Start of Block
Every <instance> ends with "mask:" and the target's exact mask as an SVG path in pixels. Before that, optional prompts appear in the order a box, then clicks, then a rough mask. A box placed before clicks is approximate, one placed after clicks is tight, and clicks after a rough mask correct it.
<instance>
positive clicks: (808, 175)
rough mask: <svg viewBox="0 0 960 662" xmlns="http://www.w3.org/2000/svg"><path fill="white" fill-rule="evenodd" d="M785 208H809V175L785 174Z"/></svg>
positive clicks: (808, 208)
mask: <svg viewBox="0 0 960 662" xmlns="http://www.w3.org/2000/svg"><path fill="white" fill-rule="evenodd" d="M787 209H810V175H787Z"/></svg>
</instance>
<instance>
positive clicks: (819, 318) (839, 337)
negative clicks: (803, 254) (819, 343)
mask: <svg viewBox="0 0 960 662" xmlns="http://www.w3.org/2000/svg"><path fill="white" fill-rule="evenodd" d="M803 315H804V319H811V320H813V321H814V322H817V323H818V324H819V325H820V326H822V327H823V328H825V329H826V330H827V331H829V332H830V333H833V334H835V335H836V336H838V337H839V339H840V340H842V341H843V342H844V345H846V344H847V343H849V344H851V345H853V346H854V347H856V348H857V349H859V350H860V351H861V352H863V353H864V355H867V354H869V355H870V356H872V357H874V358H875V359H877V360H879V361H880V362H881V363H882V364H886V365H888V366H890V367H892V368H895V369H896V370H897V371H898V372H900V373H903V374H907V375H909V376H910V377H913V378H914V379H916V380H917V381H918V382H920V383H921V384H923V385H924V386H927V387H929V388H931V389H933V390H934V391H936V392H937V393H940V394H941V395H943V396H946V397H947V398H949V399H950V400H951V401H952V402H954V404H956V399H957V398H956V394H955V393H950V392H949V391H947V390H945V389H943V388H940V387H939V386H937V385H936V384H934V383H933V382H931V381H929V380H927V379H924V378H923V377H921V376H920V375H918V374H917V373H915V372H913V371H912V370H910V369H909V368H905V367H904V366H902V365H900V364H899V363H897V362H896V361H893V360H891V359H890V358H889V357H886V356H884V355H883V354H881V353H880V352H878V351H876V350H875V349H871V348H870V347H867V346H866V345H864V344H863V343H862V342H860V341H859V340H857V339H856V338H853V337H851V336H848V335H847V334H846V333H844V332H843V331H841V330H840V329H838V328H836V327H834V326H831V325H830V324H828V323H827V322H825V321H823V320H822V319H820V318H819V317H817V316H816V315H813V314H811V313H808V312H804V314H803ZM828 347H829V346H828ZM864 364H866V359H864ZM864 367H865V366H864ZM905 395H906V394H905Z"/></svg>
End of Block
◆ **What needs to be done**
Repeat each line of the data above, exactly as it appears, from the first through the line that contains "positive clicks: (819, 318) (839, 337)".

◆ **Response to this task**
Every <instance> ends with "mask:" and the target's exact mask as an SVG path in pixels. Before that, optional prompts appear in the order a box, then clicks, then a rough mask. A box placed before clicks is approximate, one placed after clicks is tight, and clicks after a rough mask correct it.
<instance>
positive clicks: (808, 175)
rough mask: <svg viewBox="0 0 960 662" xmlns="http://www.w3.org/2000/svg"><path fill="white" fill-rule="evenodd" d="M785 208H809V175L785 174Z"/></svg>
positive clicks: (808, 208)
mask: <svg viewBox="0 0 960 662" xmlns="http://www.w3.org/2000/svg"><path fill="white" fill-rule="evenodd" d="M787 209H810V175H787Z"/></svg>
</instance>
<instance>
positive clicks: (819, 318) (839, 337)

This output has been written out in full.